ASSIGNED TASK: Please repeat, without alteration, the line containing "Can you see the lattice" and every line that follows it to the end of the entries below, and only those lines.

Saved entries:
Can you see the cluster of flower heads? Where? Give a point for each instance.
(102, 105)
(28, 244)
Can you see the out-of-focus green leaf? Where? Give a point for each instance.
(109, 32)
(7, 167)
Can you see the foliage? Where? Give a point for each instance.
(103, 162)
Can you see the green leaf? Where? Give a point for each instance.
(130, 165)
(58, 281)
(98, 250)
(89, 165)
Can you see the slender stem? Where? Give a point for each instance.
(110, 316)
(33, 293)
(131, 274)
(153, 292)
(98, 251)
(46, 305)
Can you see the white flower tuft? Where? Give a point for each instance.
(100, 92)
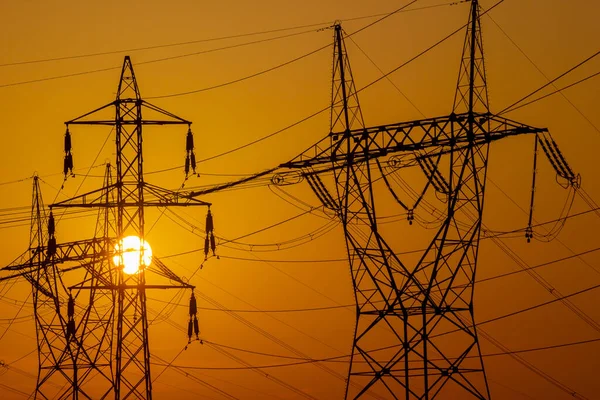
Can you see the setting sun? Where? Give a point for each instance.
(130, 253)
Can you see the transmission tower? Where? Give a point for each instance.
(104, 334)
(415, 335)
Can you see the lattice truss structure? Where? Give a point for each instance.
(415, 334)
(91, 316)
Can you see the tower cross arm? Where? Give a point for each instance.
(432, 135)
(159, 115)
(81, 250)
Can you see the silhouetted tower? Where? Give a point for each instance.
(415, 335)
(78, 334)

COMPLETED EXERCISE:
Can you see the lattice truss structure? Where? Give a point for each instance.
(415, 334)
(91, 316)
Can you see the tower cross arm? Where? Give a point for each instance.
(432, 135)
(159, 115)
(81, 250)
Can you see the silhouetted tower? Where? Give a point for each instance.
(415, 335)
(78, 334)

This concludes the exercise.